Set the data down again, exactly as it reads, but without the pictures.

============================================================

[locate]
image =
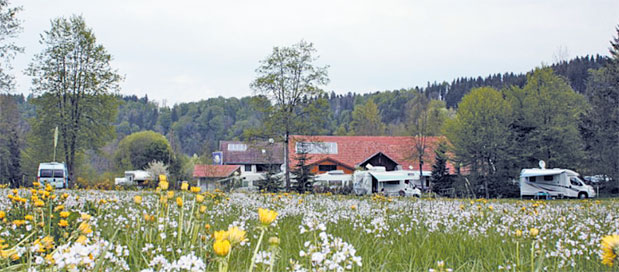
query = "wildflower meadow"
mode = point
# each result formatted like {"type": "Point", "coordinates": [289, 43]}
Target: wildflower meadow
{"type": "Point", "coordinates": [43, 229]}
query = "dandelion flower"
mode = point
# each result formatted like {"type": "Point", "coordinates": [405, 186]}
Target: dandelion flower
{"type": "Point", "coordinates": [220, 235]}
{"type": "Point", "coordinates": [266, 216]}
{"type": "Point", "coordinates": [236, 235]}
{"type": "Point", "coordinates": [221, 247]}
{"type": "Point", "coordinates": [610, 249]}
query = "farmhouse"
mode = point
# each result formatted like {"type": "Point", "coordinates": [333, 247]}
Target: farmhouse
{"type": "Point", "coordinates": [211, 177]}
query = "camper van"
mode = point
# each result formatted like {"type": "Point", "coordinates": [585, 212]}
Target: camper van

============================================================

◆ Finished exercise
[locate]
image =
query = "wildflower meadow"
mode = point
# each result formatted like {"type": "Point", "coordinates": [289, 43]}
Target: wildflower meadow
{"type": "Point", "coordinates": [43, 229]}
query = "dandelion flower"
mode = point
# each result formatted like {"type": "Point", "coordinates": [405, 186]}
Target: dandelion flower
{"type": "Point", "coordinates": [220, 235]}
{"type": "Point", "coordinates": [266, 216]}
{"type": "Point", "coordinates": [236, 235]}
{"type": "Point", "coordinates": [221, 247]}
{"type": "Point", "coordinates": [610, 249]}
query = "farmhouse"
mode = point
# each result formatted like {"type": "Point", "coordinates": [333, 247]}
Target: farmhouse
{"type": "Point", "coordinates": [211, 177]}
query = "camper van"
mode = point
# each result formatted like {"type": "Point", "coordinates": [585, 212]}
Target: camper van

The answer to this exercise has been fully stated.